On 14.10.2013 16:44, Stefan Monnier wrote:
So basically, I think we'd like to check if the token following POS is
either not "special", or if it is, it begins an expression.  Can we do
that?

...(+)  But it'll be more difficult to handle
...(++)
since there's no space to use as "implicit method call infix operator".

No, space is significant(++), I'm not suggesting to revert the addition of the " @ " token. But we need a better predicate in `ruby-smie--args-separator-p' to check that the thing after POS is probably an argument. "Starts with a word character" is too narrow.

> (+) I don't see anything that would stop us.

How would that look?

(unless (member (save-excursion (ruby-smie--forward-token) '("]" "}" "end" "+" "-" "?" ":" ...)))

?

Can we extract the "prohibited" list from the already defined grammar?

Or should the check be more like "is the next token in `ruby-smie-grammar', and if yes, is its left priority more than ' @ 's right priority"?

(++)

Items stored in a collection
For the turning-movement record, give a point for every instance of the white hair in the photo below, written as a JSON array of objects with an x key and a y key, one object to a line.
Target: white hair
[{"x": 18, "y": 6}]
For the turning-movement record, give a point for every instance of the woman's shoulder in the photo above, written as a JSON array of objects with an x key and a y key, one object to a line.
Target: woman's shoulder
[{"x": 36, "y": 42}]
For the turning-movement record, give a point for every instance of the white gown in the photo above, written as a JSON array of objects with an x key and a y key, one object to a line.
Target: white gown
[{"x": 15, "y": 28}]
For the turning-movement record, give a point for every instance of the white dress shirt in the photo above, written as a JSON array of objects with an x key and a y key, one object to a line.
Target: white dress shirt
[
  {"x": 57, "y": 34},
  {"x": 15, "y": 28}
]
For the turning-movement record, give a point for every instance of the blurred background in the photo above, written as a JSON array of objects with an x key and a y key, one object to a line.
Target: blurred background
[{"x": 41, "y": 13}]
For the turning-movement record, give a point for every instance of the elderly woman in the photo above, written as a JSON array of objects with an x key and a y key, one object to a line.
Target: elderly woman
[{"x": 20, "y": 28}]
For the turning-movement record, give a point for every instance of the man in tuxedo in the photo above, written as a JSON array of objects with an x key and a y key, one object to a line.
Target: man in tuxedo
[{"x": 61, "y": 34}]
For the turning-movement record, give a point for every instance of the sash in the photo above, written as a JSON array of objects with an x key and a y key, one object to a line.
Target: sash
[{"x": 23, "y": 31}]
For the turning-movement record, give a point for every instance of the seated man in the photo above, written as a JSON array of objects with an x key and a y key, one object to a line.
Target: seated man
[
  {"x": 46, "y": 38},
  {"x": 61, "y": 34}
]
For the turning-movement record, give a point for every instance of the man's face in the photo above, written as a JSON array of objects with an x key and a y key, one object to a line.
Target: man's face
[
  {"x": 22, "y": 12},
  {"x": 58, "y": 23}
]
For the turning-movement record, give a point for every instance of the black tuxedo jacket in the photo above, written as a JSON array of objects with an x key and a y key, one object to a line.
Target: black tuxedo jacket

## Your tasks
1) Copy a passage from the ruby-smie email word for word, beginning at the words "On 14.10.2013 16:44, Stefan" and stopping after "would stop us.".
2) Continue the ruby-smie email from the point where it stops.
The items aren't needed for anything here.

## Results by task
1)
On 14.10.2013 16:44, Stefan Monnier wrote:
So basically, I think we'd like to check if the token following POS is
either not "special", or if it is, it begins an expression.  Can we do
that?

...(+)  But it'll be more difficult to handle
...(++)
since there's no space to use as "implicit method call infix operator".

No, space is significant(++), I'm not suggesting to revert the addition of the " @ " token. But we need a better predicate in `ruby-smie--args-separator-p' to check that the thing after POS is probably an argument. "Starts with a word character" is too narrow.

> (+) I don't see anything that would stop us.

2)
>      method(arg1),
>            arg2
> or
>      method{arg1},
>            arg2
>

Both examples would result in syntax errors. The second one doubly so, since the first arg there is not a hash, but a block, and a block can only come after all other arguments.

Even if the first argument were {:a => 1, :b => 2}, actually, it won't work because "{" in this position is parsed as the beginning of a block (that means one of the examples I added is wrong, sorry!).

You've probably already found this, but on the off chance you haven't, here's its syntax in (incomplete, somewhat outdated, etc) BNF form: http://www.cse.buffalo.edu/~regan/cse305/RubyBNF.pdf

+# Shouldn't "bar" be aligned with "foo"?  --Stef
  if foo &&
      bar
  end

Maybe. Either option would be better than the current behavior. I've picked this one because the old engine indents it like so, and additional indentation of 2 (compared to the if body) would likely be more useful that 1, when reading the code.


+# Shouldn't "arg2" be aligned with "!" rather than with "arg1"?  --Stef
  method !arg1,
          arg2

Yes, sorry. Fixed, and added a couple of new examples, like usual.